(SOURCE DOCUMENT):
Recently, the analyzing work of N. D. Hardy and J. H. Shapiro17 have indicated that computational reflective ghost imaging is feasible for remote sensing. As compressive imaging technique can be transplanted to ghost imaging, C. Q. Zhao et al.18 have extended pseudo-thermal light ghost imaging to the area of remote-imaging and proposed a high-resolution lidar system based on ghost imaging. The field of view (FOV) of the receiving system as well as the emitting system at 900 m range is about 2 m and 1 m, respectively. G. A. Howland et al.19 have also experimentally demonstrated CS laser radar for 3D imaging in the laboratory with objects at depths ranging from 0.3 to 2.8 m from the device. All these experimental setups can only detect targets with active pulsed laser illumination, acquiring relatively small FOV over either a long or short distance.

In this paper, we demonstrated a sampling approach for the practical telescopic system named complementary compressive imaging (CCI), based on the traditional single-pixel camera but making full use of ±12 degrees double arm detection. High-resolution large-FOV imaging has been experimentally acquired at a distance about 2.0 km range.

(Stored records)
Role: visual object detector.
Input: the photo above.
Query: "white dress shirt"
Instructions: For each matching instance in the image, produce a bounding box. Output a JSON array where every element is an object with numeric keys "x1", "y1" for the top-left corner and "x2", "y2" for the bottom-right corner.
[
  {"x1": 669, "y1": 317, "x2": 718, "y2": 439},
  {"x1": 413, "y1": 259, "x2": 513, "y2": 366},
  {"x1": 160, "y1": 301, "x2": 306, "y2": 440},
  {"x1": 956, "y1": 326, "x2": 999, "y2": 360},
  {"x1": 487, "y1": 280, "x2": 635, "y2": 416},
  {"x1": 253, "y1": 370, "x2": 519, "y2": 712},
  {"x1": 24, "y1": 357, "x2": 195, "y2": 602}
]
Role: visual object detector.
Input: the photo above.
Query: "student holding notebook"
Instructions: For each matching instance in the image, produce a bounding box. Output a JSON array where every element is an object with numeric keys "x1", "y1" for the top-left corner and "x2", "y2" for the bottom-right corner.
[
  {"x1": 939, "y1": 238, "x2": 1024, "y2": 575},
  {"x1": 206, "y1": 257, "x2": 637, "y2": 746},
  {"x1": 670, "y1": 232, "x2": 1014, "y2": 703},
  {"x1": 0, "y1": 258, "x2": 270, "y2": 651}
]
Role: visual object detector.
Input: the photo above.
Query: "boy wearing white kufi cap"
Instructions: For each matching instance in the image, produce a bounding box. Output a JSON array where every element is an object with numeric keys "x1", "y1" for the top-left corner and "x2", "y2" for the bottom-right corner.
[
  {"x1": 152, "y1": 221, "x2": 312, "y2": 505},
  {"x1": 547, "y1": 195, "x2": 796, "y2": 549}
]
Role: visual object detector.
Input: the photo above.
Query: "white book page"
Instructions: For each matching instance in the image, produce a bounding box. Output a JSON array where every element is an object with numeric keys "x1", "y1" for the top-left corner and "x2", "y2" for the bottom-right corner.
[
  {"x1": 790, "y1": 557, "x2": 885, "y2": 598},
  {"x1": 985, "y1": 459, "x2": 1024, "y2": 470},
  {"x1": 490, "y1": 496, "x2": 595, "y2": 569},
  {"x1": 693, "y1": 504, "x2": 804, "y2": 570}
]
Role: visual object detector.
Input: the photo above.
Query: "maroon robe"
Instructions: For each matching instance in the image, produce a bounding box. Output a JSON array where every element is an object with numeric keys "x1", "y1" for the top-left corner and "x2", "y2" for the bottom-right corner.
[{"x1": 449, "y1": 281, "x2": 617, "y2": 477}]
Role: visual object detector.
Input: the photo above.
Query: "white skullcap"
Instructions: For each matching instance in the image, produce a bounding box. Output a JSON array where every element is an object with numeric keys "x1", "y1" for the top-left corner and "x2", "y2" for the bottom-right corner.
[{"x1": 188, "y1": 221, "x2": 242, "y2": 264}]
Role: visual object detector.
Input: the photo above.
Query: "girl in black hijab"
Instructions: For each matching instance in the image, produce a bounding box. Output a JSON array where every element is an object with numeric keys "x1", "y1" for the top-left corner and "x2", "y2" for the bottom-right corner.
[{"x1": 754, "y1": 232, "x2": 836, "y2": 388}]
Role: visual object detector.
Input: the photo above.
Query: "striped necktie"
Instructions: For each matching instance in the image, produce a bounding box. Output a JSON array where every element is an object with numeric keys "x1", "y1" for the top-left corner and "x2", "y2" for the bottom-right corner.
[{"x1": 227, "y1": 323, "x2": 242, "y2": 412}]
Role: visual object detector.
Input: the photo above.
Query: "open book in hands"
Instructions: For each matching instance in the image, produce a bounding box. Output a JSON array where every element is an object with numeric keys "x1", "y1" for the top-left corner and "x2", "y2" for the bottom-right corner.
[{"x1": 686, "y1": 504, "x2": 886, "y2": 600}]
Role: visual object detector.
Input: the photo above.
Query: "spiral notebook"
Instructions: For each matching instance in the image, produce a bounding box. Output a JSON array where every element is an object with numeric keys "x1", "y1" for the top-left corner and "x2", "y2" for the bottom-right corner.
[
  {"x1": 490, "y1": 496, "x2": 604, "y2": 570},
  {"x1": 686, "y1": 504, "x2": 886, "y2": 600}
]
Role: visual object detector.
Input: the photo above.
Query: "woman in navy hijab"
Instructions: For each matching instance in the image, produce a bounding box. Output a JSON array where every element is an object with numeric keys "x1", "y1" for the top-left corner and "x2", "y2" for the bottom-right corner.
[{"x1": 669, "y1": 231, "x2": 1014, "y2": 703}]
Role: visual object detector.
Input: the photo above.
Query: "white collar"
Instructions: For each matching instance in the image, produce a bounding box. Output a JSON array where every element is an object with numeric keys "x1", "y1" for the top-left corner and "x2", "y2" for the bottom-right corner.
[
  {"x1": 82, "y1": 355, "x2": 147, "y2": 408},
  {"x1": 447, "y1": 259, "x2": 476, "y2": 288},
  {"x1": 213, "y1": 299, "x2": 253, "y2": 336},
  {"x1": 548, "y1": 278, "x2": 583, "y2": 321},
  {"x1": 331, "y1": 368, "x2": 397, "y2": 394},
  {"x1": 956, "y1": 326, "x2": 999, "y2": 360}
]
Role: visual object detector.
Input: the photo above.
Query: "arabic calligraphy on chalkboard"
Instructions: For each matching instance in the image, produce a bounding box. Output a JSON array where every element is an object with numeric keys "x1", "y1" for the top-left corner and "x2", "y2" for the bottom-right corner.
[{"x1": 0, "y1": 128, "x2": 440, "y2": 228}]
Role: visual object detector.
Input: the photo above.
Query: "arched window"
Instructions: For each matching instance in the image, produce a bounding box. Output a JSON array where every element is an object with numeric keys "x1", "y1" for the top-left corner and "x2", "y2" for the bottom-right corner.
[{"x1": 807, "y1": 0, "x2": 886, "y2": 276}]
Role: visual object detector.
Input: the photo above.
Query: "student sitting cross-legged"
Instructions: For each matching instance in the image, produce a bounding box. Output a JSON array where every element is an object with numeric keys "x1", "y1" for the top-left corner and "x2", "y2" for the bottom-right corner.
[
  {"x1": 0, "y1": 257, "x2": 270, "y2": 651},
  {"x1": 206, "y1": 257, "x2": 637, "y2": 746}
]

(TASK LIST):
1. According to the ghost imaging passage, at roughly what distance was high-resolution large-FOV imaging experimentally acquired?
2. Rewrite the ghost imaging passage, beginning at the words that contain "Recently, the analyzing" and stopping after "or short distance.", with "lidar" changed to "ladar".

(RESPONSES):
1. About 2.0 km.

2.
Recently, the analyzing work of N. D. Hardy and J. H. Shapiro17 have indicated that computational reflective ghost imaging is feasible for remote sensing. As compressive imaging technique can be transplanted to ghost imaging, C. Q. Zhao et al.18 have extended pseudo-thermal light ghost imaging to the area of remote-imaging and proposed a high-resolution ladar system based on ghost imaging. The field of view (FOV) of the receiving system as well as the emitting system at 900 m range is about 2 m and 1 m, respectively. G. A. Howland et al.19 have also experimentally demonstrated CS laser radar for 3D imaging in the laboratory with objects at depths ranging from 0.3 to 2.8 m from the device. All these experimental setups can only detect targets with active pulsed laser illumination, acquiring relatively small FOV over either a long or short distance.